• _STATED EXERCISE 1_
In the goal-setting post, what does the writer envision being able to do next week?
• _STATED EXERCISE 2_
Write out everything in the goal-setting post from "There is a lot" down to "you my goals.", swapping "decades" for "years".

• _SUPPLIED PASSAGE_
━━━

Rocketing into the holidays, I am starting to feel un- focused. Next year is fast approaching and I haven't quite finished with this year. I have a couple of analogies for you. I believe in goal-setting. I strongly believe in goal-setting. Seems like I believe in it like some people
believe in Santa Claus. Some-how, if I am a good little cow, my goals will get here.

There is a lot of good stuff written about how well that stuff works, but up til now I haven't really done much with the information. It always seemed like I was finishing one project or another and then starting another project to fill in the time hole that the finished project took up. Every so often, I would look up from my desk and say, "Gee, it sure seems like I should be closer to my goals than I am." Then I try to remember what my goal was. Up until now, I could pass blithely through whole decades without looking up.

Today I am going to tell you my goals.

1. I want to change my style a little bit. I am clearing the busy-work off my plate, so I can clearly differentiate the important projects when they come, so that I can give space in my life for goals and so that I can put my energy where it will do the most good for everybody concerned.
The scope of this is quite short. I envision being able to take a day next week and clean my office.

2. I want to be able to take more speaking engagements, and do more live training workshops. We already do live training workshops, but they are almost all very intimate one-on-one affairs. We have been talking about starting a radio show, and this could easily translate into more
of this. How does "The Little Cow Prosperity Talk Radio" grab you?

━━━

• _RECORD LIST_
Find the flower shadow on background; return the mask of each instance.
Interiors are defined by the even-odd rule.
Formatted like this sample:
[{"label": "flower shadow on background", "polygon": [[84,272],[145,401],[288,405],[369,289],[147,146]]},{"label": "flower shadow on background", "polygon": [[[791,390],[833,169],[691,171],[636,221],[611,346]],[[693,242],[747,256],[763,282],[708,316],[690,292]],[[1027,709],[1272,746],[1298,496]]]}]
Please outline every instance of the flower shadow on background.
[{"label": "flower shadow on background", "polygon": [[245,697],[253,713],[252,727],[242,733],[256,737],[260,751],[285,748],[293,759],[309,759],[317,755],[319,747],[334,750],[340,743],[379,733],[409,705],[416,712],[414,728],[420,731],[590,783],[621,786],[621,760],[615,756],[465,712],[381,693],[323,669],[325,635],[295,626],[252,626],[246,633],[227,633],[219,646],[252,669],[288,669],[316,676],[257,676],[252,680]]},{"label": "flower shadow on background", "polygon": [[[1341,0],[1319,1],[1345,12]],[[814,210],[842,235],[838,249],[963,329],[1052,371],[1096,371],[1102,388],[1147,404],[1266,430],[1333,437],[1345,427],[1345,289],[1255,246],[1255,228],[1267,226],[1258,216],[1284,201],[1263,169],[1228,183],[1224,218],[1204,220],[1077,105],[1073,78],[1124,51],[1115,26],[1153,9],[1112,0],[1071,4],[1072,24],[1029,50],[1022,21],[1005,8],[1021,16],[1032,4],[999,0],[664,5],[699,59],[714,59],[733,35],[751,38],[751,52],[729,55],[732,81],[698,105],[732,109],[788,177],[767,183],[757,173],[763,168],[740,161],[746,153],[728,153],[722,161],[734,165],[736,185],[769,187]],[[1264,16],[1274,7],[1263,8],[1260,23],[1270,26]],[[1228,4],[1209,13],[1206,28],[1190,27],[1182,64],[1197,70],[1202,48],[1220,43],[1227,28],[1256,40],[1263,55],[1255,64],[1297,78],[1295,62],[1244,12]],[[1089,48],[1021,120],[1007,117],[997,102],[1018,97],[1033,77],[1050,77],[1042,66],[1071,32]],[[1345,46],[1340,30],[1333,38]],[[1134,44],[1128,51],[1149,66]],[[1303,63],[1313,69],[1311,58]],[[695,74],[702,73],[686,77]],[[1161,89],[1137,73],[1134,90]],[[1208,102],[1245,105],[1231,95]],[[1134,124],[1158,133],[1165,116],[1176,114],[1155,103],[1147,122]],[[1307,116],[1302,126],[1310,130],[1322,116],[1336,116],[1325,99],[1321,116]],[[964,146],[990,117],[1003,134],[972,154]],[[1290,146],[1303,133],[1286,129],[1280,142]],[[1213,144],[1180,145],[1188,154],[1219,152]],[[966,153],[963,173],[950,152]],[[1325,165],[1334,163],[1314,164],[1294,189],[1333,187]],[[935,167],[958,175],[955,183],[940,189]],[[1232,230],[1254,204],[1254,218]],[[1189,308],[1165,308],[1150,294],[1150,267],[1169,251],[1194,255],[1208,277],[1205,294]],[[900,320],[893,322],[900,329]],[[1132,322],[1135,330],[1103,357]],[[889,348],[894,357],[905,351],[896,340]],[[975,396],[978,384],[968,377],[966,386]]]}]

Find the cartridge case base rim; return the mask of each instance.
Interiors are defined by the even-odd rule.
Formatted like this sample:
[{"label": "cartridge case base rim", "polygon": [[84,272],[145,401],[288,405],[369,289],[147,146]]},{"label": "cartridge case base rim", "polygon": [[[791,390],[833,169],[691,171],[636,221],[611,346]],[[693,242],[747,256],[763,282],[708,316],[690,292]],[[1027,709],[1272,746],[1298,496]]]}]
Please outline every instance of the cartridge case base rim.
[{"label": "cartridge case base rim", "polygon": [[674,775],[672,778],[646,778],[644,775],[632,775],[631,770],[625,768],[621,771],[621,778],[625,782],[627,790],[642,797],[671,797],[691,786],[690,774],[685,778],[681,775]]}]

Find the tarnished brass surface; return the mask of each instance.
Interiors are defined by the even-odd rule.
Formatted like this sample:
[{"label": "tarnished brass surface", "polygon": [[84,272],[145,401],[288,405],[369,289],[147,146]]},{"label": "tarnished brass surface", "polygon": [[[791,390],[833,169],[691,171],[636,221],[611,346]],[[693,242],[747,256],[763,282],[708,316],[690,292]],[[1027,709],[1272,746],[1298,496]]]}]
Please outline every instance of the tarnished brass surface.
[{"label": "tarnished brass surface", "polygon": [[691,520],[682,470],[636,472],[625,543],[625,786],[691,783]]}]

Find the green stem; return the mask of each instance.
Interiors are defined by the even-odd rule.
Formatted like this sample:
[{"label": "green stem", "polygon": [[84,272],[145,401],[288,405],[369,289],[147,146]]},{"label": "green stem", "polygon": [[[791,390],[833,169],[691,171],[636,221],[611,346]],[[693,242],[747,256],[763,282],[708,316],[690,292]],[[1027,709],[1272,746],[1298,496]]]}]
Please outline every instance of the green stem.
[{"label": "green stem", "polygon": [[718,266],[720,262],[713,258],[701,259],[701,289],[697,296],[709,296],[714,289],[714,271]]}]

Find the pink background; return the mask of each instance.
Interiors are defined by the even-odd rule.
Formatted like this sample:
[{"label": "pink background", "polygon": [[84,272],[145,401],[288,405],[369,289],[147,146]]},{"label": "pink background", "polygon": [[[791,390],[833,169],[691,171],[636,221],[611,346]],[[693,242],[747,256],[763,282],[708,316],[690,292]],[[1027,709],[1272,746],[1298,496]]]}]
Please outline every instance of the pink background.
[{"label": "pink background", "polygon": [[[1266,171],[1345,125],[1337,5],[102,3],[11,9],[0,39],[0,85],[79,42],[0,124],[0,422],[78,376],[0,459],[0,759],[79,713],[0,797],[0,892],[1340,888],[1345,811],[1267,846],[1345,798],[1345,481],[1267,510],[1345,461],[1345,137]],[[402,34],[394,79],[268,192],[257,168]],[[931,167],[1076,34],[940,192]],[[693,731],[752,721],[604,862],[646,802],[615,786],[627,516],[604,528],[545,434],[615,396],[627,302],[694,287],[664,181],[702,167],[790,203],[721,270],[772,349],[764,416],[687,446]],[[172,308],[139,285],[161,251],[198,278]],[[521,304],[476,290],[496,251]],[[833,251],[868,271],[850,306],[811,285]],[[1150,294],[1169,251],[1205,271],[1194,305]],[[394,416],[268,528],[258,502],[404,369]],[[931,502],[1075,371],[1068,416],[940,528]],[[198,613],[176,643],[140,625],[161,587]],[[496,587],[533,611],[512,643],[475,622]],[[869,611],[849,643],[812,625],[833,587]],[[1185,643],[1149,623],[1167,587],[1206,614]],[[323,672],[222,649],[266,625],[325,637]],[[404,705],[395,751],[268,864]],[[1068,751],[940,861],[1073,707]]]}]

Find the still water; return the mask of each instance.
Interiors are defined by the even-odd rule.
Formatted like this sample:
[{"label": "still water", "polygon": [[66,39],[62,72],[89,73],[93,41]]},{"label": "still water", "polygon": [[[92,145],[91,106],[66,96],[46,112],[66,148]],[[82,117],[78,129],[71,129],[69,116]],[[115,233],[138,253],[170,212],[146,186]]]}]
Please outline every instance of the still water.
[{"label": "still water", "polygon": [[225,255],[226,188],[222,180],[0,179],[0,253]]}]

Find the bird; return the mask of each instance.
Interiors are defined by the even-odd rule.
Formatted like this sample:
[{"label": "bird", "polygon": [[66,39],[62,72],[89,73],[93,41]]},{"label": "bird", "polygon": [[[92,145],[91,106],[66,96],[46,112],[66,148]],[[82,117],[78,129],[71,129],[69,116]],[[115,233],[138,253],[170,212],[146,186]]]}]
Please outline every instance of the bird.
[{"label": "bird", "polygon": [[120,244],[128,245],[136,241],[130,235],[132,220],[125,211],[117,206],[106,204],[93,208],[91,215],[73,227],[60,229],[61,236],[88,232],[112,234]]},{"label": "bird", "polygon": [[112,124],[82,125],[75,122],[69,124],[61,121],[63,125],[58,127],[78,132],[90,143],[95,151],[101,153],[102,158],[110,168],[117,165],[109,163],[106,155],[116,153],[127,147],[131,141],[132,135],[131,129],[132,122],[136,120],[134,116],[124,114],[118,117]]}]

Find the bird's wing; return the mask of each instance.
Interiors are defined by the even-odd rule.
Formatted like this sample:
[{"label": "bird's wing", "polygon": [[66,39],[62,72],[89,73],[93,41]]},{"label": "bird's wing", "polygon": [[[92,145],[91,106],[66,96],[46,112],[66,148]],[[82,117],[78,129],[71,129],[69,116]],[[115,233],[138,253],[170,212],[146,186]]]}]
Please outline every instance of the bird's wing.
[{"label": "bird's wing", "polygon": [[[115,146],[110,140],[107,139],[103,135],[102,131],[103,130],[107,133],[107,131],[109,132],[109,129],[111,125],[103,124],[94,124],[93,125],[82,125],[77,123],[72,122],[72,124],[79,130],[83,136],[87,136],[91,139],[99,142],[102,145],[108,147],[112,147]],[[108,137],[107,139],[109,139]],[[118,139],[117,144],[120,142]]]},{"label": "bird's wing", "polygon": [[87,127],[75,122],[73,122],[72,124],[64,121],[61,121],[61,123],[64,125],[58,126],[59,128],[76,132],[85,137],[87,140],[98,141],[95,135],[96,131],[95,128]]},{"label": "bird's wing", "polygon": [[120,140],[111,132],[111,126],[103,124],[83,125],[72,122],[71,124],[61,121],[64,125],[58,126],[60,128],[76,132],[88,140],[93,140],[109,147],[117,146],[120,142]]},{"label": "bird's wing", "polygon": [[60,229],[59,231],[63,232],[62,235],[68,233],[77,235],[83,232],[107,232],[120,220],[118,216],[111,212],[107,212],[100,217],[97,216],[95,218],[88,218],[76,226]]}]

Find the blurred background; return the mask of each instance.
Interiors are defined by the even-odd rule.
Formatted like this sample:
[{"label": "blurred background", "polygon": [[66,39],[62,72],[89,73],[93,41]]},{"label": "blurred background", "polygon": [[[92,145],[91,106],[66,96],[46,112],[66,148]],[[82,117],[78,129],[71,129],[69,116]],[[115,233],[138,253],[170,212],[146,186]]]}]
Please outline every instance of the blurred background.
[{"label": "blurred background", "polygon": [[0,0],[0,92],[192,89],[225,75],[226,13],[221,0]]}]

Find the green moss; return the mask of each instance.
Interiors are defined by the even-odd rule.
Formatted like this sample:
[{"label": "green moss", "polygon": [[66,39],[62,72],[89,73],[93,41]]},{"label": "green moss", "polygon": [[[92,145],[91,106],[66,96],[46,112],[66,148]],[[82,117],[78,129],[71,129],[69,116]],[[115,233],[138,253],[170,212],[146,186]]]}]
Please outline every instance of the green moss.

━━━

• _EXERCISE SOLUTION 1_
Take a day and clean the office.

• _EXERCISE SOLUTION 2_
There is a lot of good stuff written about how well that stuff works, but up til now I haven't really done much with the information. It always seemed like I was finishing one project or another and then starting another project to fill in the time hole that the finished project took up. Every so often, I would look up from my desk and say, "Gee, it sure seems like I should be closer to my goals than I am." Then I try to remember what my goal was. Up until now, I could pass blithely through whole years without looking up.

Today I am going to tell you my goals.